▶ [Your instructions] Can you rewrite the records below with "marker" swapped for "pin" and everything else left the same?

▶ [Excerpts from a point labeling dataset]
***

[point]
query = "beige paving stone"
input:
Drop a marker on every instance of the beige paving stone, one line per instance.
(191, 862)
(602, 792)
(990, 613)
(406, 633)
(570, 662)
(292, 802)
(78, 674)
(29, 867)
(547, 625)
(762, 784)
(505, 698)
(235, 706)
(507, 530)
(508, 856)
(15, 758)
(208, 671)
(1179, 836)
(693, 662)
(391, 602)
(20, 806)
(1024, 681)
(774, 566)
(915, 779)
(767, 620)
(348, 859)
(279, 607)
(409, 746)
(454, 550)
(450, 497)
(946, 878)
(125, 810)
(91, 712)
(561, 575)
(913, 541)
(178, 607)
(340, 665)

***

▶ [Solution to the problem]
[point]
query = "beige paving stone"
input:
Drop a pin on every instance of the beige paving stone, one line per instance.
(191, 862)
(602, 792)
(990, 613)
(406, 633)
(570, 662)
(292, 802)
(78, 674)
(29, 867)
(547, 625)
(762, 784)
(505, 698)
(235, 706)
(507, 530)
(508, 856)
(15, 758)
(208, 671)
(1179, 836)
(693, 662)
(391, 602)
(20, 806)
(1024, 681)
(774, 566)
(915, 779)
(767, 620)
(348, 859)
(279, 607)
(409, 746)
(454, 550)
(450, 497)
(946, 878)
(125, 810)
(91, 712)
(561, 575)
(913, 541)
(178, 607)
(340, 665)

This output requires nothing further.